- _Wat te doen_
Vermeld elke regel uit de items waarin de tekenreeks "instance" voorkomt.

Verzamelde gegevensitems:
○ ○ ○ ○ ○
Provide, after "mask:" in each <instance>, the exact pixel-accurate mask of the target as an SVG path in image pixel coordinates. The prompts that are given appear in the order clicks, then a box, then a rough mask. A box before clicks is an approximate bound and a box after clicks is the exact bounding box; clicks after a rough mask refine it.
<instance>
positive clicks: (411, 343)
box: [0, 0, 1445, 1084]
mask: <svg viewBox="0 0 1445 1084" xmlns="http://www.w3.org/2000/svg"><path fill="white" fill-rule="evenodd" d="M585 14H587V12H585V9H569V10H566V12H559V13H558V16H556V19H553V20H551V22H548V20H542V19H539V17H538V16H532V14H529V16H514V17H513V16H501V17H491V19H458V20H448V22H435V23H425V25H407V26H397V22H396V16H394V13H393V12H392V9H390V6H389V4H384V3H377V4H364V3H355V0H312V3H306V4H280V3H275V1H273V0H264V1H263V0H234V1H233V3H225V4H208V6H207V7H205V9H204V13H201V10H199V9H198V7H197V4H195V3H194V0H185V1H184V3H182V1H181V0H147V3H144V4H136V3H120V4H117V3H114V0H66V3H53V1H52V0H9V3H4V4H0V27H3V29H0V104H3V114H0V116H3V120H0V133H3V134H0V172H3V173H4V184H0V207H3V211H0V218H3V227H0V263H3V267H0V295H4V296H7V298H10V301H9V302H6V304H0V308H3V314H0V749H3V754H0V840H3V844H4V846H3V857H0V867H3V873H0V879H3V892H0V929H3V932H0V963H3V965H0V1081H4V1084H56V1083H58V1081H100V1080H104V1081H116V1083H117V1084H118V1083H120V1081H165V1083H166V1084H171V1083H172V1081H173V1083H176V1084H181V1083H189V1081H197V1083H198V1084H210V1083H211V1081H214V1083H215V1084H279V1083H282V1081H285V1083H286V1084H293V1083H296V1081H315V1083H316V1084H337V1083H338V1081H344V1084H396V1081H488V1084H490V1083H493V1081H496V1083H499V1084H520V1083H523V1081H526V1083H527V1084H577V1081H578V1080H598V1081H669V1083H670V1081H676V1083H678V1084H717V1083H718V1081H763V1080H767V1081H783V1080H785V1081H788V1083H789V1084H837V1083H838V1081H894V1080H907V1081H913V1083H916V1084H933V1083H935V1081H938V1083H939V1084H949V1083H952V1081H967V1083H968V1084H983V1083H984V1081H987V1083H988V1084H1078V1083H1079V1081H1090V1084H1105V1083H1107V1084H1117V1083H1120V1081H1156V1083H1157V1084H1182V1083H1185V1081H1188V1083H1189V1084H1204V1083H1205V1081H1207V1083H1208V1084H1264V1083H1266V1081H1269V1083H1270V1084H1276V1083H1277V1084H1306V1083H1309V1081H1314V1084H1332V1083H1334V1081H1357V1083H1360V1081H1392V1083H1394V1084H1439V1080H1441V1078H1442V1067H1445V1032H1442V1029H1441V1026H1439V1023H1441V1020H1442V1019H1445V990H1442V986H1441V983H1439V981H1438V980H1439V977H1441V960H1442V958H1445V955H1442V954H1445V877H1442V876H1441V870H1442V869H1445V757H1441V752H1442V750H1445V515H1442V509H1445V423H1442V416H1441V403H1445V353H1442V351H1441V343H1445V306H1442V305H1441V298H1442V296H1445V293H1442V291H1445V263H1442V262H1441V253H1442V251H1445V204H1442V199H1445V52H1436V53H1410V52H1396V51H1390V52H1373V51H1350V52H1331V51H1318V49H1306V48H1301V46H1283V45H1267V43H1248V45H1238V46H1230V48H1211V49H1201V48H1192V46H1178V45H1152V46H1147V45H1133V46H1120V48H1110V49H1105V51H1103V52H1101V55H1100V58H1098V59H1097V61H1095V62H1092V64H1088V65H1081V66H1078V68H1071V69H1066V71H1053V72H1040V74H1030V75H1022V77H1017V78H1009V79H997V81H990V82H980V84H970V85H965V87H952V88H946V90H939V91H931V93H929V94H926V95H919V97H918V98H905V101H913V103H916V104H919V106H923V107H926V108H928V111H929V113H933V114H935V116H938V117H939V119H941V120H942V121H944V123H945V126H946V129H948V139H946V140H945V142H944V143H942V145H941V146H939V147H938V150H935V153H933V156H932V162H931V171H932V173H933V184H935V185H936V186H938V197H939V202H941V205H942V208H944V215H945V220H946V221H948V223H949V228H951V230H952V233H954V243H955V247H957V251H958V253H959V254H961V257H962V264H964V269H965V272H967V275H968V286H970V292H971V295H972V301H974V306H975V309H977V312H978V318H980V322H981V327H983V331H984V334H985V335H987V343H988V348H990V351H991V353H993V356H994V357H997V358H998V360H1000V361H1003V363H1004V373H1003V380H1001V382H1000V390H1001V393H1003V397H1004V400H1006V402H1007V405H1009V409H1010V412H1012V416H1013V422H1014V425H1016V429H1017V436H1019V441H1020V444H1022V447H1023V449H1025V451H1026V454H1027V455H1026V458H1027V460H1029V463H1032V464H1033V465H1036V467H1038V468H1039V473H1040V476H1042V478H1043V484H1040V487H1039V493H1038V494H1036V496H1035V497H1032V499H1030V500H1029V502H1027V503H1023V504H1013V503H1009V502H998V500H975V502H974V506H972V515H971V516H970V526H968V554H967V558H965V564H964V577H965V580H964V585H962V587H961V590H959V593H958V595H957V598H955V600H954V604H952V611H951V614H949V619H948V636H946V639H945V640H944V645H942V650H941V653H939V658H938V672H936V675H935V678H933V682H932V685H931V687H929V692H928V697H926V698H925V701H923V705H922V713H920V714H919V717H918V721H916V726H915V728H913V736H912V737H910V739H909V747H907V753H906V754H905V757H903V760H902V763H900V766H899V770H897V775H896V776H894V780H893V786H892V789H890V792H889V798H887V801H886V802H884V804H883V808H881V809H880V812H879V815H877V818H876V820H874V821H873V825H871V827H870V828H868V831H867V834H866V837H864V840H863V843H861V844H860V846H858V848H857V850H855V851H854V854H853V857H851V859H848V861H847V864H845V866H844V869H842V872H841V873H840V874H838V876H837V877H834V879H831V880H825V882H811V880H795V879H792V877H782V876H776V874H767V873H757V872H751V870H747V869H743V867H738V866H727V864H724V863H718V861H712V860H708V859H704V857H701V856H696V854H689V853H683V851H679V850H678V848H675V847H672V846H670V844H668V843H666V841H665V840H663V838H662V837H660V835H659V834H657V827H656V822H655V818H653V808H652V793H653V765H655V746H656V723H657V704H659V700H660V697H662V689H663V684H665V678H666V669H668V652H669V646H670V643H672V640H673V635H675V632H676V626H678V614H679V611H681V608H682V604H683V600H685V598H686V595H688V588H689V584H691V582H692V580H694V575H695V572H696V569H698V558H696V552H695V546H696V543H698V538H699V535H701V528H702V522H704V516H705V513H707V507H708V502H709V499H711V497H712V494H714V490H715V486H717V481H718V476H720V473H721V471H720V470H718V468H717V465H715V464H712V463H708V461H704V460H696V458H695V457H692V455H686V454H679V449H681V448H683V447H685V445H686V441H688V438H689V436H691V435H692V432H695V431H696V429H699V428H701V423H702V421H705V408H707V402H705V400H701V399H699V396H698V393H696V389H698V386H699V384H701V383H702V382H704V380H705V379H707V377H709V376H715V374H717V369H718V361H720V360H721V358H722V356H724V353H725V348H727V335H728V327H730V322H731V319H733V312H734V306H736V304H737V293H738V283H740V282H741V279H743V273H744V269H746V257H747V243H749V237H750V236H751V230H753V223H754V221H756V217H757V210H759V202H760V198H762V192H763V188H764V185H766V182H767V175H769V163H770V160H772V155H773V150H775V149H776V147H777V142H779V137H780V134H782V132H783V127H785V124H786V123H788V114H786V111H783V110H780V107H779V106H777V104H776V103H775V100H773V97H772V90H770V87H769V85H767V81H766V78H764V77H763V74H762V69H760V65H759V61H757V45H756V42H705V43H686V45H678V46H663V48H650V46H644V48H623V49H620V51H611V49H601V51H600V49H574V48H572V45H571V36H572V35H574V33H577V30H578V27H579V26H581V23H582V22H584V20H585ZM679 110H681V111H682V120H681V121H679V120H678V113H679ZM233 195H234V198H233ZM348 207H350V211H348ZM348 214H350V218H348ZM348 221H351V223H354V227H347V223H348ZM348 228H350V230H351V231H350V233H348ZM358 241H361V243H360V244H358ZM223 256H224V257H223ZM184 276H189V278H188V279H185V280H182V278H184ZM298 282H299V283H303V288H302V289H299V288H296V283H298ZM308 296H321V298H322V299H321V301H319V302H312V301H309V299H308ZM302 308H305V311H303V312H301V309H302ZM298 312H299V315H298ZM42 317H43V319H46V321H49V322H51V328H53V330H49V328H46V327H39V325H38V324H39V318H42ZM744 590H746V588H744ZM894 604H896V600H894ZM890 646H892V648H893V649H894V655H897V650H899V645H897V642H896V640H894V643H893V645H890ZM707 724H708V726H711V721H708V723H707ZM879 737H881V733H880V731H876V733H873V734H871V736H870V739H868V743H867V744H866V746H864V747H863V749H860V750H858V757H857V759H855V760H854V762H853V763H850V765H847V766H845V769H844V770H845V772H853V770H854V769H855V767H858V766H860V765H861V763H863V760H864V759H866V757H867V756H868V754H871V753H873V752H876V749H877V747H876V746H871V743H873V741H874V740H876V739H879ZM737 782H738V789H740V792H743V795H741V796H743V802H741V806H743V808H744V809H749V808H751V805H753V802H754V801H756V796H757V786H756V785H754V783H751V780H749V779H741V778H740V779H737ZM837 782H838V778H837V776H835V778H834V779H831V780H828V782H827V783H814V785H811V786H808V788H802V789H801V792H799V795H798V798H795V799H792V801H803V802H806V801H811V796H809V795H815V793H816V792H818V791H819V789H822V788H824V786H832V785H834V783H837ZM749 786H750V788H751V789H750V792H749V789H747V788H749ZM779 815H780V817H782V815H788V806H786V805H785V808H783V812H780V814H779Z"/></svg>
○ ○ ○ ○ ○
- _Antwoord_
Provide, after "mask:" in each <instance>, the exact pixel-accurate mask of the target as an SVG path in image pixel coordinates. The prompts that are given appear in the order clicks, then a box, then a rough mask. A box before clicks is an approximate bound and a box after clicks is the exact bounding box; clicks after a rough mask refine it.
<instance>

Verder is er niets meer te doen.